## begin Provided data

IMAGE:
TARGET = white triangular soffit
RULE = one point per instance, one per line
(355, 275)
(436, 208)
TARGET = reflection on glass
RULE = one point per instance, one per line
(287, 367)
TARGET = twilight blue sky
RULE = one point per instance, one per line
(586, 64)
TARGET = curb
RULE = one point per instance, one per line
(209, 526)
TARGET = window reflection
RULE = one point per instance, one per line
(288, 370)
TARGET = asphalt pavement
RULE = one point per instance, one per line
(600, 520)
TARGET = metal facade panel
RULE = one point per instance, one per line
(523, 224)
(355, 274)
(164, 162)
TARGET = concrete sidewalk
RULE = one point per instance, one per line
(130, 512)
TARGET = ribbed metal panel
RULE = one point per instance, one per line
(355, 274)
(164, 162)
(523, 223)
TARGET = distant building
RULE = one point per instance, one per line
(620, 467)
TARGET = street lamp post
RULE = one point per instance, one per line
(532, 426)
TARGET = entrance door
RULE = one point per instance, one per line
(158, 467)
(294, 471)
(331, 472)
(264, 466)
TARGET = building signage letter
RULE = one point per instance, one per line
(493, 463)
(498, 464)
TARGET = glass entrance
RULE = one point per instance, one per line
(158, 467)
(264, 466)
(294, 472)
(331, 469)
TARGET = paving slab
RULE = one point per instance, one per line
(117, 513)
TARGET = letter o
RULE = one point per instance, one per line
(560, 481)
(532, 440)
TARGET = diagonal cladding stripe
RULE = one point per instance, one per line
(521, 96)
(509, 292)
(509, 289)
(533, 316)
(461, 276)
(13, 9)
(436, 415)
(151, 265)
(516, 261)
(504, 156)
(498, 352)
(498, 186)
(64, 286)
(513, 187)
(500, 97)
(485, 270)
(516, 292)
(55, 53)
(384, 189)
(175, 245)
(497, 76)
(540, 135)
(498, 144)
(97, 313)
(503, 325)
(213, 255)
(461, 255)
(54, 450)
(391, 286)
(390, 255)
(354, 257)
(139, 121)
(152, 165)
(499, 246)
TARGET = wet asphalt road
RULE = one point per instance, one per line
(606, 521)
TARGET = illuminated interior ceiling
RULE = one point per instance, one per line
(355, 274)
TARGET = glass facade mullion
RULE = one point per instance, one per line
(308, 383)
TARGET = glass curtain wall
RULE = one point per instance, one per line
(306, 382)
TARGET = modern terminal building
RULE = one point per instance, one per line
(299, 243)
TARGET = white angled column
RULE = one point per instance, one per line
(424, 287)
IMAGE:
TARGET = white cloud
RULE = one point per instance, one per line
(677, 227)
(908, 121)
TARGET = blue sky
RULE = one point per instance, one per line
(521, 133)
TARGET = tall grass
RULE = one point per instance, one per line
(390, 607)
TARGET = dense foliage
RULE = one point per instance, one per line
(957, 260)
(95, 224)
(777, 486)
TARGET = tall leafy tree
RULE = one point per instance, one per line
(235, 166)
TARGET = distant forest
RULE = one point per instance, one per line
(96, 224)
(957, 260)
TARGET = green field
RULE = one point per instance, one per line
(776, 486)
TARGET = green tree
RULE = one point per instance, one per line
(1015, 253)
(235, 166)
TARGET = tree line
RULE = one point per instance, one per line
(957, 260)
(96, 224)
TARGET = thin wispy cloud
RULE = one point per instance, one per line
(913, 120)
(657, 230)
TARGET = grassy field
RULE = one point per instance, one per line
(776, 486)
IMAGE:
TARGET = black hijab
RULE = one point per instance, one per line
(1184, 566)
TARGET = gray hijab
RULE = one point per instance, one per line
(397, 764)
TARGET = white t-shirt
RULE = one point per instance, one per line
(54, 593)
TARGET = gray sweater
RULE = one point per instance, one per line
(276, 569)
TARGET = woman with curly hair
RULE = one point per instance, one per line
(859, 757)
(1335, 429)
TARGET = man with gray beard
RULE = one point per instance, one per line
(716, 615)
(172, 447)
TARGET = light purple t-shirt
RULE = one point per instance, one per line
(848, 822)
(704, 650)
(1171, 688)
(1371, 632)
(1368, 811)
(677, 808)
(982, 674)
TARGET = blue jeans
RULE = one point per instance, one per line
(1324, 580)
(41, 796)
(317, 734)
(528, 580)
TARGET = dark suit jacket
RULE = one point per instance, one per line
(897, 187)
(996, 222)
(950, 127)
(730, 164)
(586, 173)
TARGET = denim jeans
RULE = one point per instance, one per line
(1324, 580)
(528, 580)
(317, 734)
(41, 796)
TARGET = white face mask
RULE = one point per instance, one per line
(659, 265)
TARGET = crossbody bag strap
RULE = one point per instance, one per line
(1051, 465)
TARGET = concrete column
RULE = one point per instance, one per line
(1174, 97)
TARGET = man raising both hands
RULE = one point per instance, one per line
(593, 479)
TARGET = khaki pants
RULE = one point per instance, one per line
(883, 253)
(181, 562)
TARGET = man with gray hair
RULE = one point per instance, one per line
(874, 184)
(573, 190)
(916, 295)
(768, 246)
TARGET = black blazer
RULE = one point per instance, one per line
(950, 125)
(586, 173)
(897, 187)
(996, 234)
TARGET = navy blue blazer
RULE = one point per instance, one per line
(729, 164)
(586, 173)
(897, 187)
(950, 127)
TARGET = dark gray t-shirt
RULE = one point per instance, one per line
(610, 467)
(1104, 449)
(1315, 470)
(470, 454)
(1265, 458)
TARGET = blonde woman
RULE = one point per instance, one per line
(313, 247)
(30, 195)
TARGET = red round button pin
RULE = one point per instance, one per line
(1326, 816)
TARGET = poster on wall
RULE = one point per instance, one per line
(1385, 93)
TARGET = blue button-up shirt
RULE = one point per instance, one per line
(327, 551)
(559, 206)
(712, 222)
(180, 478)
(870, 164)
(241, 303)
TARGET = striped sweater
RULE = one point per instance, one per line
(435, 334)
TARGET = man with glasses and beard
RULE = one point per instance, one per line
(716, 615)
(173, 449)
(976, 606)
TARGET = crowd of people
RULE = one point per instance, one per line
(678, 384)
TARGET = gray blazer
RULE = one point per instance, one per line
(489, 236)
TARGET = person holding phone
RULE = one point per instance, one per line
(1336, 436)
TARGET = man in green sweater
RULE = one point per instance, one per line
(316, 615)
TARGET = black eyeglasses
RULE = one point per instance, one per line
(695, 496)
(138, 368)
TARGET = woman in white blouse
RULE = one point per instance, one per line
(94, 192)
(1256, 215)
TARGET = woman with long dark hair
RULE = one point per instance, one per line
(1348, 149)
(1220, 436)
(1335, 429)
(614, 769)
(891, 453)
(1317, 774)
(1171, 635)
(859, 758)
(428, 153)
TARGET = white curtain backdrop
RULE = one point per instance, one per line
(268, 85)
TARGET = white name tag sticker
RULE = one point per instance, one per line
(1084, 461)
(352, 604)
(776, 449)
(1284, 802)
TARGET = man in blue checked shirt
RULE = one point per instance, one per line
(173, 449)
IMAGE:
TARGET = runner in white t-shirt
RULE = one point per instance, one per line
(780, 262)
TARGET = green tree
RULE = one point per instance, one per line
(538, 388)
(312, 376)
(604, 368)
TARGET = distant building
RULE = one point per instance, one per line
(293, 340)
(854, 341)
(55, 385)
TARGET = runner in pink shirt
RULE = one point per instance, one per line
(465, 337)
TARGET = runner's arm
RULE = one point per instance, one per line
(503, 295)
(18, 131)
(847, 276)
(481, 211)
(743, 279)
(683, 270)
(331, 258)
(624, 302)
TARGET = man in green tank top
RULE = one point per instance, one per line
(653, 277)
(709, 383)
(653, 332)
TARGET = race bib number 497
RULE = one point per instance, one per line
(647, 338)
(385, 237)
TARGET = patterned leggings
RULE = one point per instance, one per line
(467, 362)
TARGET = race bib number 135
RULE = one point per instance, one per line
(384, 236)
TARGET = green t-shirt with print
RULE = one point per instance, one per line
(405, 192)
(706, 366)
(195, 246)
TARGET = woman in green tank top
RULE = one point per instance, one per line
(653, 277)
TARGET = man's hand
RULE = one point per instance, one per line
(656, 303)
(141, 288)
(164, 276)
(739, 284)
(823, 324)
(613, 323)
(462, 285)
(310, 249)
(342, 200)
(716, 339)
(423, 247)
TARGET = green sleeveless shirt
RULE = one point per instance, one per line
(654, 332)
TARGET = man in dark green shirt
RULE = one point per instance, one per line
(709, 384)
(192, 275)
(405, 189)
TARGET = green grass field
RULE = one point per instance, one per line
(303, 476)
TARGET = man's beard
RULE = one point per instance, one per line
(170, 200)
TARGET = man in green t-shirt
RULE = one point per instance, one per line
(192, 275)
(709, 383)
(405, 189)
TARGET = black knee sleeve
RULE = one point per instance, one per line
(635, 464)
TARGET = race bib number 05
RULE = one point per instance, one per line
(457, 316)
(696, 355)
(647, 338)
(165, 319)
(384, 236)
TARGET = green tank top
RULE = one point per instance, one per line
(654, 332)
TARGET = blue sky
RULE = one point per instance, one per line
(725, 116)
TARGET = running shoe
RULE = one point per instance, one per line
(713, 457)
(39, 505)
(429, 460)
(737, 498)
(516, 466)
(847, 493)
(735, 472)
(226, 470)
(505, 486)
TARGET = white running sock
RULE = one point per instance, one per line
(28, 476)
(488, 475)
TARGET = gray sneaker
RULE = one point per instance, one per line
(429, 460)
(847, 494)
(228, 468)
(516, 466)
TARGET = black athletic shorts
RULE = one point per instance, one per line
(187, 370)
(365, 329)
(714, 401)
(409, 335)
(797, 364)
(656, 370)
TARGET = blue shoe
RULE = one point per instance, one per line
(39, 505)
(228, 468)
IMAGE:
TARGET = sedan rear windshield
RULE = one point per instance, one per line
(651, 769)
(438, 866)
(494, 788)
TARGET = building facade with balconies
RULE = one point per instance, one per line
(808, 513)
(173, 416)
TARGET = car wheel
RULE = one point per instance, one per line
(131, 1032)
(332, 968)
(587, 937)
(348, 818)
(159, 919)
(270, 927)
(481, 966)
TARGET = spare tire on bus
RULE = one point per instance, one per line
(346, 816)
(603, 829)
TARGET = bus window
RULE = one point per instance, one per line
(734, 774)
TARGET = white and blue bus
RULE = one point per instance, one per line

## end Provided data

Work instructions: Only the lines from the one containing "TARGET = gray sneaker" to the end of the data should be printed, exactly as they stand.

The reply:
TARGET = gray sneaker
RULE = one point per instance, one per line
(429, 460)
(847, 494)
(228, 468)
(516, 466)
TARGET = black athletic shorts
RULE = one point per instance, one per line
(187, 370)
(365, 329)
(714, 401)
(409, 335)
(797, 364)
(656, 370)
TARGET = blue shoe
RULE = one point per instance, one per line
(39, 505)
(228, 468)
IMAGE:
TARGET = sedan rear windshield
RULE = one point per instance, one per line
(651, 769)
(438, 866)
(494, 788)
TARGET = building facade with balconies
RULE = one point per instance, one per line
(808, 513)
(173, 416)
TARGET = car wheel
RULE = one point per instance, one per line
(131, 1032)
(332, 968)
(587, 937)
(348, 818)
(159, 919)
(270, 927)
(481, 966)
TARGET = spare tire on bus
RULE = one point per instance, one per line
(346, 816)
(603, 829)
TARGET = bus window
RULE = one point per instance, one per line
(734, 774)
TARGET = white and blue bus
RULE = one point per instance, one per line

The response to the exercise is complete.